## How to complete this task
State the number of lines in the entries below where the string "sign" occurs, and omit everything else.

_____

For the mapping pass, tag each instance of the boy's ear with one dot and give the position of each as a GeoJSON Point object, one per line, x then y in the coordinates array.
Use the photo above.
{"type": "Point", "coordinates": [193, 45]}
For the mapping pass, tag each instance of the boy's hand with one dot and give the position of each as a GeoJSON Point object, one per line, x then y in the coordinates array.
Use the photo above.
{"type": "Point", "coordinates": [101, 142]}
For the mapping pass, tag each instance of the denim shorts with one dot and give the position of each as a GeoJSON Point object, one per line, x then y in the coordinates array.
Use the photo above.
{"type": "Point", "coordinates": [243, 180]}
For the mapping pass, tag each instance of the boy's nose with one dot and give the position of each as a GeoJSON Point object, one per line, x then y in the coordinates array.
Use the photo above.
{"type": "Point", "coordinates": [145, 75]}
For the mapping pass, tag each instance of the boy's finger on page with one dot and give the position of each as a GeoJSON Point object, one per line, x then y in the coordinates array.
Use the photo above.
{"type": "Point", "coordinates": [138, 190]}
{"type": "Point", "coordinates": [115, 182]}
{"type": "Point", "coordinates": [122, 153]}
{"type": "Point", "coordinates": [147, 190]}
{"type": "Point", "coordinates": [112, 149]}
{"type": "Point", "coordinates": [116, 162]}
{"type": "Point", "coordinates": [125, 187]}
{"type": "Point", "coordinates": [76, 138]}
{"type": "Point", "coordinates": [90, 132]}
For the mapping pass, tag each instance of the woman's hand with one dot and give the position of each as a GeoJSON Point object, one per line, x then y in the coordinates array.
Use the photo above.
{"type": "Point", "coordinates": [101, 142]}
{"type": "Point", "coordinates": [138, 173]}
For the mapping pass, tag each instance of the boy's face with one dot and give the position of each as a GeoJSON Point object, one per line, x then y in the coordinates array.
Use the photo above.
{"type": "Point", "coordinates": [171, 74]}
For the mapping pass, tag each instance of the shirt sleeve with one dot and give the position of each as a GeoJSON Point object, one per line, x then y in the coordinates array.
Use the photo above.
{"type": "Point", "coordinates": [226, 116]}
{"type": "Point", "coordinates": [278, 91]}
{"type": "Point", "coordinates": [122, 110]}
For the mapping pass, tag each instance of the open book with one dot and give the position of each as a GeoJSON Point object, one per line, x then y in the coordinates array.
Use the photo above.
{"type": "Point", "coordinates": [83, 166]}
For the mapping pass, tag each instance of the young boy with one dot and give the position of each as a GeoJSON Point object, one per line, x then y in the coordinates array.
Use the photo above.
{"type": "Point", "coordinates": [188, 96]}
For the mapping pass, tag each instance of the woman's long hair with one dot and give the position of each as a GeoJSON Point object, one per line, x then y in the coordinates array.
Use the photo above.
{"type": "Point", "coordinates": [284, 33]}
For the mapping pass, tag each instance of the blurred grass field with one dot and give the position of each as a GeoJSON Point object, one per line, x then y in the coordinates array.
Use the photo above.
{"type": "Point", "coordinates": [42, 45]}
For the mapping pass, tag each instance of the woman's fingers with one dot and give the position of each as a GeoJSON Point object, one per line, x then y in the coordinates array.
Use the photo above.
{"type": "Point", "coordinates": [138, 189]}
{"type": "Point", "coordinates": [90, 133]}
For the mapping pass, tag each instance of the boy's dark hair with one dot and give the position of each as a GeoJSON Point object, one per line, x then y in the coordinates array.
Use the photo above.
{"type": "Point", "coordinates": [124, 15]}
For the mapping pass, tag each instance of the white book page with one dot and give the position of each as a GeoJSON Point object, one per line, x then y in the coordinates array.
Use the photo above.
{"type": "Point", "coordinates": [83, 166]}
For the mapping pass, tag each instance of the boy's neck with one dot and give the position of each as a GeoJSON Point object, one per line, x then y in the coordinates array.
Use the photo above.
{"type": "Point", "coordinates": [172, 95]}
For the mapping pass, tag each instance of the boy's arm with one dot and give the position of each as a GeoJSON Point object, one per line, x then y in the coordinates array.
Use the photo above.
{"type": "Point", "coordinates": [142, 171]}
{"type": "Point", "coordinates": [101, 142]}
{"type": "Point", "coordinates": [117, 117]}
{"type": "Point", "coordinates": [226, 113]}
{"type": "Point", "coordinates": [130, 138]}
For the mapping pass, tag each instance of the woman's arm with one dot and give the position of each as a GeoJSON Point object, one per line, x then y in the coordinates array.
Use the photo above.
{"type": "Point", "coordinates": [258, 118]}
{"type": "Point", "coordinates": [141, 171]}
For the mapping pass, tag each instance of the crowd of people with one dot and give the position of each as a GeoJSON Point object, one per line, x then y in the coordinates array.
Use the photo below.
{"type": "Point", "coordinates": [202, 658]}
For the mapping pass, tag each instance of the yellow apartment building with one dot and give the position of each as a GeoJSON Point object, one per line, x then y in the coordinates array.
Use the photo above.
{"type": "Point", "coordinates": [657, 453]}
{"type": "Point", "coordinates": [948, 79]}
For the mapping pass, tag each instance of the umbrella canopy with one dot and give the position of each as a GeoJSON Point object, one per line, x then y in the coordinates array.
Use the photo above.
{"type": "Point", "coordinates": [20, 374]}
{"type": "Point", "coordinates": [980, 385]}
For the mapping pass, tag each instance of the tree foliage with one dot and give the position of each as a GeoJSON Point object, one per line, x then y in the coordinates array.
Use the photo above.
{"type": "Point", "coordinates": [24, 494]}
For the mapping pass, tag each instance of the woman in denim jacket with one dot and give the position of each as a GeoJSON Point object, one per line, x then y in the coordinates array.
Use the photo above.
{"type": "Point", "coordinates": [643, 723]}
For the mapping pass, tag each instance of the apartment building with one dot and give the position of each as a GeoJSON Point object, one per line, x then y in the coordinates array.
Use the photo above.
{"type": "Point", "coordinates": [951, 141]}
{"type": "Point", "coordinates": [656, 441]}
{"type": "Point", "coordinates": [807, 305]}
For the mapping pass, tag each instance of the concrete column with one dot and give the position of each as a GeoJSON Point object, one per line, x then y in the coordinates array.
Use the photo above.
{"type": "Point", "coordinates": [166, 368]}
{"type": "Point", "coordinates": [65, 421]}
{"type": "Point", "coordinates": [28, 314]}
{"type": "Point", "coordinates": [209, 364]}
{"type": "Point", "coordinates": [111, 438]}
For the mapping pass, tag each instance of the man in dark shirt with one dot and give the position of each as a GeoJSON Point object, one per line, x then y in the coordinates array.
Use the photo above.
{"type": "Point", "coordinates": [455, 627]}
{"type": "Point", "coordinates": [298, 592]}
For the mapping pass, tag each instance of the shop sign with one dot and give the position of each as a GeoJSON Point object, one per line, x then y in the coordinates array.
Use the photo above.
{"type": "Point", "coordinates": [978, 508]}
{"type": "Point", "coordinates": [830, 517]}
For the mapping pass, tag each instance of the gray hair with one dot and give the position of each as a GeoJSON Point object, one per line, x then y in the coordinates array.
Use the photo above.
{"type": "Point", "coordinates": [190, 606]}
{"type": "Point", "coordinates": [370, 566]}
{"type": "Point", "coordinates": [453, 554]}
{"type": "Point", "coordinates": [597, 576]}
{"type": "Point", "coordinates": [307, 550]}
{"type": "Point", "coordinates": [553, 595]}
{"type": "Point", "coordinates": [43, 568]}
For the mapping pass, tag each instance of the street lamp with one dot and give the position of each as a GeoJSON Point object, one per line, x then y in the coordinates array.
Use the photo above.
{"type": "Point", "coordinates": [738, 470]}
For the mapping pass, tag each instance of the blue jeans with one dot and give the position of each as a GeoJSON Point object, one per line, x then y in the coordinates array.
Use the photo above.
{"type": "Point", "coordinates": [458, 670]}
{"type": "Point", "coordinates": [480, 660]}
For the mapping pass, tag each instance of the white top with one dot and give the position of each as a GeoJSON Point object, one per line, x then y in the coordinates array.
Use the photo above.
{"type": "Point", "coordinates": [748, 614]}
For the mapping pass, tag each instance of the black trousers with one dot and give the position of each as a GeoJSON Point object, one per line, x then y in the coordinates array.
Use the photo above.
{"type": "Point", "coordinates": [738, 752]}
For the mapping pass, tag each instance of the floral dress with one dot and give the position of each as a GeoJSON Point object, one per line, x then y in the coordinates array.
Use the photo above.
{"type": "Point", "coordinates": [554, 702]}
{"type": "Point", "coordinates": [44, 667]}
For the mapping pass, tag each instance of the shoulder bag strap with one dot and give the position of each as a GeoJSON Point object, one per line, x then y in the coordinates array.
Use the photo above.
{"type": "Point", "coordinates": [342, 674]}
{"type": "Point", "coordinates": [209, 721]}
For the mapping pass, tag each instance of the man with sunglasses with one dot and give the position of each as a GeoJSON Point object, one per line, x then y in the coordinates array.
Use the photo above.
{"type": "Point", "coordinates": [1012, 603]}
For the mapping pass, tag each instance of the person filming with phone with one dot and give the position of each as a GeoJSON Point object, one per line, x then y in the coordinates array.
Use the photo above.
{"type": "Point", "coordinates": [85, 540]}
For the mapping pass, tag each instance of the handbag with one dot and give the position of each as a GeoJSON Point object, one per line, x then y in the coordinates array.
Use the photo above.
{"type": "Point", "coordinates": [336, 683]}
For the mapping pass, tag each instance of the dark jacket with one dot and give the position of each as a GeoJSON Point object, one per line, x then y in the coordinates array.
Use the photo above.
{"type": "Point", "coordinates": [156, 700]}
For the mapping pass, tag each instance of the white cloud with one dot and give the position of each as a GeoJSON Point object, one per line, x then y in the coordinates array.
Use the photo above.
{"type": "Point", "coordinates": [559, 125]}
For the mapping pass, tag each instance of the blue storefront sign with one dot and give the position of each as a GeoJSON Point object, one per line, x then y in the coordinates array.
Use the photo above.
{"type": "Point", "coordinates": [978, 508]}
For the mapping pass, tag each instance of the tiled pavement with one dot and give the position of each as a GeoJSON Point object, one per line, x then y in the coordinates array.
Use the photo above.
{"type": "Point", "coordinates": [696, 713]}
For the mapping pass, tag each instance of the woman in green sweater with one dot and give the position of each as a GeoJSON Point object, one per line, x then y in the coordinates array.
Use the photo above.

_____

## Expected answer
2